• **Requirement**: Copy every entry below word for word, with no changes.

++++ Material for this exercise ++++

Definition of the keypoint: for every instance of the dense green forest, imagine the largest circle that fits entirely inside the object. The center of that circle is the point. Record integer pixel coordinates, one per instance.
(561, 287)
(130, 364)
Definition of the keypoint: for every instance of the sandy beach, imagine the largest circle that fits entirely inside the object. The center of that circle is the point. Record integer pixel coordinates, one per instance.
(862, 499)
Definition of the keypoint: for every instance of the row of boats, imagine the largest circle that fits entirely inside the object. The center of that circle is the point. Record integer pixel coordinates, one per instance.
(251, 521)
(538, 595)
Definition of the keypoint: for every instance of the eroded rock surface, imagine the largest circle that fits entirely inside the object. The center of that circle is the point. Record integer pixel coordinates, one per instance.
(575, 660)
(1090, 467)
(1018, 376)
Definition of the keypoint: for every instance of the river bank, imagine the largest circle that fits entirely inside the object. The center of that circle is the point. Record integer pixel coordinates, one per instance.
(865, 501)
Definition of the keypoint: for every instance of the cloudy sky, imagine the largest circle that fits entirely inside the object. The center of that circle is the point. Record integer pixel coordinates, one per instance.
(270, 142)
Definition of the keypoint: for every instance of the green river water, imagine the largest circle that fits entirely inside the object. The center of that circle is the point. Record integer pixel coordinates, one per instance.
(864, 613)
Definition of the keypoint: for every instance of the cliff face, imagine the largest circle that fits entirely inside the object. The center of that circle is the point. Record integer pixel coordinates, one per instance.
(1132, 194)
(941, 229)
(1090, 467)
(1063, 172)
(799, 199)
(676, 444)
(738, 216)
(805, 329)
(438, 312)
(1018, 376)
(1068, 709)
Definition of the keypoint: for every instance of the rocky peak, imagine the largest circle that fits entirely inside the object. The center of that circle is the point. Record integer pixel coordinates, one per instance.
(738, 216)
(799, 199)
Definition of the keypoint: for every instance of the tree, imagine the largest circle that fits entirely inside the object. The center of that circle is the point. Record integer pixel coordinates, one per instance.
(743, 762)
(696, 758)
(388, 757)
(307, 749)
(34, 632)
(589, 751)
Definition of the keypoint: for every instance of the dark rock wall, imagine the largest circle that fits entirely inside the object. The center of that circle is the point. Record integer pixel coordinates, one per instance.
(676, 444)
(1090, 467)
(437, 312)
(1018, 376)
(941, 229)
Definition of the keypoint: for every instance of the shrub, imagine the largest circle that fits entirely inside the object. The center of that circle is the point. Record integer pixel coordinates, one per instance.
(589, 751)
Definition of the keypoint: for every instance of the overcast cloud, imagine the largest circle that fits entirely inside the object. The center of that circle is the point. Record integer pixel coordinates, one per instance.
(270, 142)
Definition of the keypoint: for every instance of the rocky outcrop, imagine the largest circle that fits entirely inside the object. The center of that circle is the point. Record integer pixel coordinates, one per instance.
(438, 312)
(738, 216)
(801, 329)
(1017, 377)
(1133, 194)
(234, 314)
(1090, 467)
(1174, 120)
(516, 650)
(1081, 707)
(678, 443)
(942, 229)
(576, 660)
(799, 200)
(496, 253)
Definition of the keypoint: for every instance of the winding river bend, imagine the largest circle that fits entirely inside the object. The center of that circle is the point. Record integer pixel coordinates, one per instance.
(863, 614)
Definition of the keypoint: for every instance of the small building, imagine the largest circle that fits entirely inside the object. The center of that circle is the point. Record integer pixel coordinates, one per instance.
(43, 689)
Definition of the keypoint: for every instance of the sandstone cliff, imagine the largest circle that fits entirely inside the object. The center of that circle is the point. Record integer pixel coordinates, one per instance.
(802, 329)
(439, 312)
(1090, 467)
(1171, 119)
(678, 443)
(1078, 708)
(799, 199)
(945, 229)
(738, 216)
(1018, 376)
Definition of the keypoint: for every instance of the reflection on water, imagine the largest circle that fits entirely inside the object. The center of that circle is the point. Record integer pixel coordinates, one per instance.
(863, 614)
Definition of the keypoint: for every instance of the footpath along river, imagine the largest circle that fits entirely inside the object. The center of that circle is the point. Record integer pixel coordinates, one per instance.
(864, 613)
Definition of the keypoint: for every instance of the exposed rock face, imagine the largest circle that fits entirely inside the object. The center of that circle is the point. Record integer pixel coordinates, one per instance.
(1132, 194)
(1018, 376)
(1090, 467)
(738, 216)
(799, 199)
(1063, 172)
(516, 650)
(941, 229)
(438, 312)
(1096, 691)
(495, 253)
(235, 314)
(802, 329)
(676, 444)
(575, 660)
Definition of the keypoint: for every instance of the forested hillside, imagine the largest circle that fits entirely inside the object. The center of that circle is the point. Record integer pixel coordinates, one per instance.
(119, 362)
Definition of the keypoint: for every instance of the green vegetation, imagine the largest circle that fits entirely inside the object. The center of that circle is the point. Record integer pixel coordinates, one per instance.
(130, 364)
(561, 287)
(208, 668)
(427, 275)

++++

• **In response**:
Definition of the keypoint: for every instance of the dense green forest, imagine the largest circle that fits entirely inside the object. The center of that circle is the point. Record integer pixel coordinates, one per instance.
(561, 287)
(130, 364)
Definition of the keypoint: for every instance of the sandy beach, imagine the largest circle that fits entirely inside the object. The center of that circle is the point. Record integer pixel coordinates, one per instance.
(862, 499)
Definition of the keypoint: for every instance of the row of boats, imagine the largest circle that fits entirely inside the object. The center of that circle is the point. Record integer pixel coordinates, one per instance.
(251, 521)
(538, 595)
Definition of the keypoint: for every instance of the eroded rock surface, imagine the largest circle that fits entirely inside the object. The center of that circle is the point. Record integer pixel coordinates, one per instance.
(575, 660)
(1090, 467)
(1018, 376)
Definition of the keypoint: for every instance of the river bank, imagine the largest circle that fits entirely inside the object. The center of that circle is the point. Record integer pixel coordinates, one per instance.
(865, 501)
Definition of the keypoint: for every instance of the cloudy sky, imagine the largest circle that fits entirely inside the object. The center of that circle is the point. Record integer pixel coordinates, one per instance.
(270, 142)
Definition of the keypoint: for every instance of the green river water, imagine the largest circle that fits entirely inside the object. The center of that circle is the point. Record integer pixel coordinates, one per instance.
(864, 613)
Definition of the keypoint: for every instance of the cliff face, imagine the largest circle that fits entirely inside the object. The center of that circle is the point. Record integer pixel coordinates, one per instance.
(1132, 194)
(941, 229)
(1090, 467)
(1063, 172)
(799, 199)
(676, 444)
(738, 216)
(805, 329)
(438, 312)
(1018, 376)
(1068, 709)
Definition of the keypoint: for every instance of the rocky peak, imagine the largest circle that fits entirely inside the object. The center of that circle is the point. Record integer pixel coordinates, one per instance.
(738, 216)
(799, 199)
Definition of the keypoint: for every instance of the tree, imagine the largest circle that fits entirely inside the object. The center of that circle is the point. Record integer pixel coordinates, one per instance.
(743, 762)
(696, 758)
(388, 757)
(307, 749)
(34, 632)
(589, 751)
Definition of the keypoint: for every instance of the dark rock wall, imagine the largest circle that fits entirely inside the object. The center of that circle is the point. Record integer pixel coordinates, one per instance.
(676, 444)
(1090, 467)
(437, 312)
(1018, 376)
(941, 229)
Definition of the keypoint: for every instance of the shrub, imagine the largest circle that fits entirely inside the object. The center of that circle is the point. Record integer pixel coordinates, one per instance.
(589, 751)
Definition of the keypoint: for every instance of the overcast cloud, imagine the largest circle that fits entirely inside the object. The center of that circle is the point. Record integer pixel coordinates, one per instance.
(270, 142)
Definition of the keypoint: for every instance of the rocky outcrop, imagine the largest circle that fits entirely inside the object. The center of that circle is the point. Record integer pixel coordinates, one per instance.
(438, 312)
(738, 216)
(801, 329)
(1017, 377)
(1133, 194)
(234, 314)
(1090, 467)
(1174, 120)
(516, 650)
(1081, 707)
(678, 443)
(942, 229)
(576, 660)
(799, 200)
(496, 253)
Definition of the keypoint: for every instance of the winding river bend, imagine the largest circle that fits entirely inside the object. The center of that circle is the point. Record integer pixel coordinates, one per instance.
(863, 614)
Definition of the keypoint: for every instance of the small building, imagine the largest circle that fits entirely inside the object. The center of that circle is the point. Record integer pixel coordinates, one per instance.
(43, 689)
Definition of the keypoint: for every instance of the sandstone cliff, imagine the largest circle that fits entirely inside the object. The center of that circle is the point. Record integer pixel coordinates, one per instance.
(802, 329)
(439, 312)
(1090, 467)
(1171, 119)
(678, 443)
(1078, 708)
(799, 199)
(945, 229)
(738, 216)
(1018, 376)
Definition of the keypoint: for every instance of the reflection on water, imagine the largest circle that fits entirely inside the object. The center of that circle is the point. Record integer pixel coordinates, one per instance.
(863, 614)
Definition of the keypoint: for every instance of the footpath along river, imagine the largest circle that fits entirely inside the object. The center of that circle is the point. Record integer pixel coordinates, one per instance.
(864, 613)
Definition of the keypoint: for every instance of the exposed rock face, imagine the largest circle that fits entirely inside the object. The center of that circle is the point. Record integer pixel coordinates, one per instance.
(1132, 194)
(1018, 376)
(1090, 467)
(738, 216)
(799, 199)
(1063, 172)
(516, 650)
(941, 229)
(438, 312)
(1096, 691)
(495, 253)
(235, 314)
(802, 329)
(676, 444)
(575, 660)
Definition of the keypoint: for every instance of the forested hillside, imagine the largest circle that fits entirely inside the object. The center of that circle is the point. Record integer pixel coordinates, one per instance.
(119, 362)
Definition of the keypoint: for every instance of the green vegetation, imagine the largest circle that fits entirely inside the object. The center of that circle is the point. Record integer pixel coordinates, one per instance.
(130, 364)
(561, 287)
(208, 668)
(427, 275)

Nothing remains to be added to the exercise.